begin

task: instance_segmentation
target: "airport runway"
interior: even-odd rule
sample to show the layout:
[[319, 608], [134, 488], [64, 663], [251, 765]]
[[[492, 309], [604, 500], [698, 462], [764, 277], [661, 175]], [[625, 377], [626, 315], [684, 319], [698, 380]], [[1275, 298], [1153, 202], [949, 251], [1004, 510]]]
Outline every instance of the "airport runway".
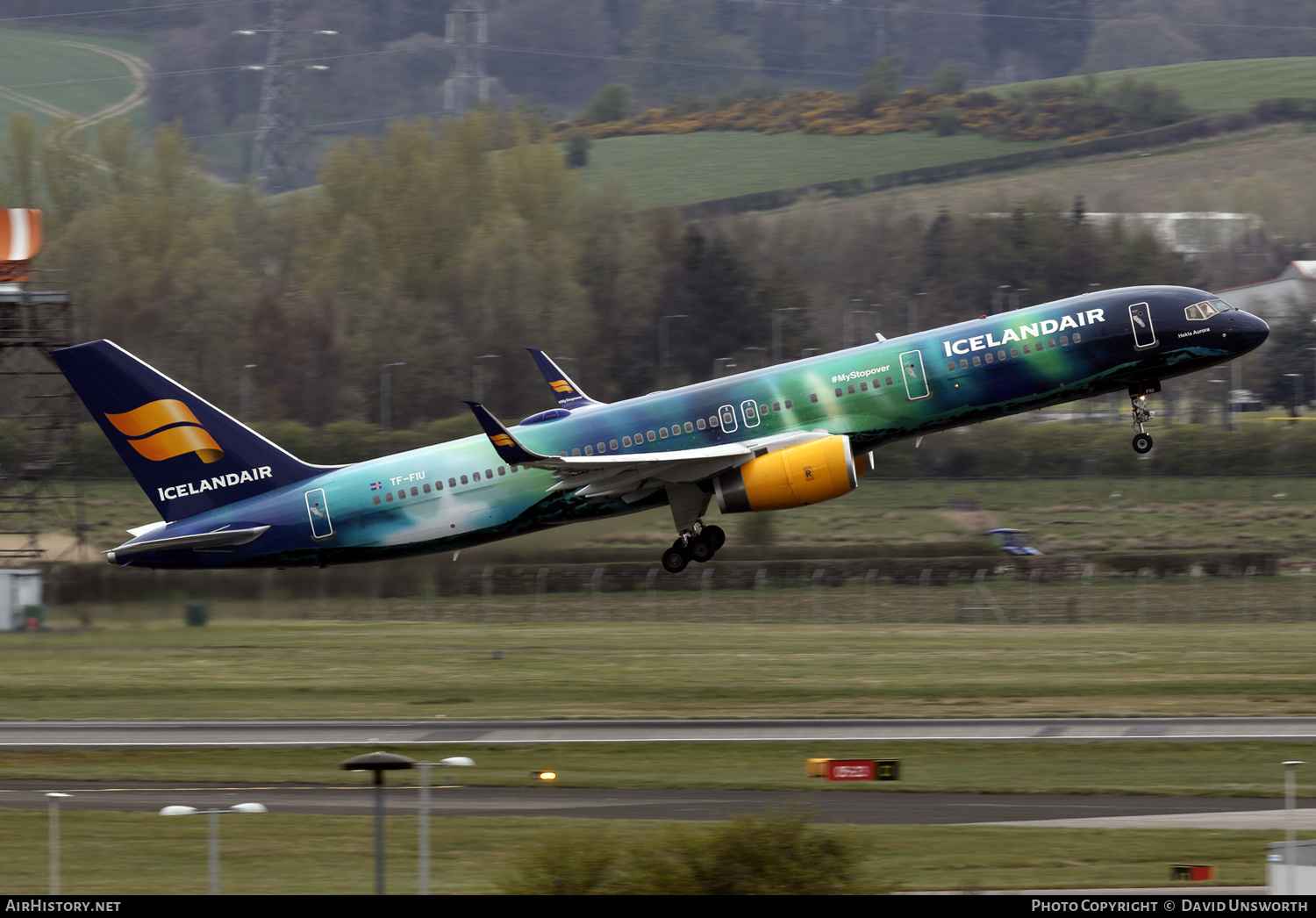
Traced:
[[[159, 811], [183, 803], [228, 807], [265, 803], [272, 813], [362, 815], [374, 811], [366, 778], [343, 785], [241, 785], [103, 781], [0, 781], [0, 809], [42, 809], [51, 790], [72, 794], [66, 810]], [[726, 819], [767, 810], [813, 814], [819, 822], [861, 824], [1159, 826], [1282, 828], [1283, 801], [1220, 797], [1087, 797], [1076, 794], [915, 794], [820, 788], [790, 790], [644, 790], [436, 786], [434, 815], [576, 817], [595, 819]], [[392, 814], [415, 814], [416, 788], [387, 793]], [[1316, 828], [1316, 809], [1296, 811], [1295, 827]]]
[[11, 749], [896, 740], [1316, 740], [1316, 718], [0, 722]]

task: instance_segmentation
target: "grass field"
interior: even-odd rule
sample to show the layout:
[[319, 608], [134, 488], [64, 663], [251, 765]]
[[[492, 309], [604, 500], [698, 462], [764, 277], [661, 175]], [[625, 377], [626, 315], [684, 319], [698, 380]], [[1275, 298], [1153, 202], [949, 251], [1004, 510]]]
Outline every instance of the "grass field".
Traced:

end

* _TASK PROMPT_
Copy every record above character for character, omitting the pictures.

* _TASK ANSWER_
task: instance_segmentation
target: "airport runway"
interior: even-odd rule
sample to show the layout:
[[319, 608], [134, 488], [64, 663], [251, 765]]
[[[492, 309], [604, 500], [698, 462], [764, 277], [661, 175]], [[625, 377], [626, 315], [684, 319], [698, 380]], [[1275, 298], [1153, 202], [949, 251], [1004, 510]]]
Outline every instance of the "airport runway".
Traced:
[[[159, 811], [183, 803], [228, 807], [265, 803], [272, 813], [362, 815], [374, 811], [366, 778], [343, 785], [241, 785], [103, 781], [0, 781], [0, 809], [42, 809], [51, 790], [72, 794], [66, 810]], [[726, 819], [767, 810], [813, 814], [819, 822], [861, 824], [1159, 826], [1282, 828], [1283, 801], [1220, 797], [1087, 797], [1076, 794], [915, 794], [820, 788], [790, 790], [644, 790], [436, 786], [434, 815], [576, 817], [595, 819]], [[392, 814], [415, 814], [416, 788], [387, 793]], [[1316, 828], [1316, 809], [1296, 811], [1295, 827]]]
[[11, 749], [896, 740], [1316, 740], [1316, 718], [0, 722]]

task: instance_segmentation
target: "grass field"
interior: even-odd rule
sample to show the layout:
[[319, 608], [134, 488], [64, 663], [251, 765]]
[[[492, 309], [604, 500], [698, 462], [764, 277], [661, 175]], [[625, 377], [626, 315], [684, 319], [698, 380]], [[1275, 298], [1153, 202], [949, 251], [1004, 510]]]
Outline every instance of the "grass field".
Traced:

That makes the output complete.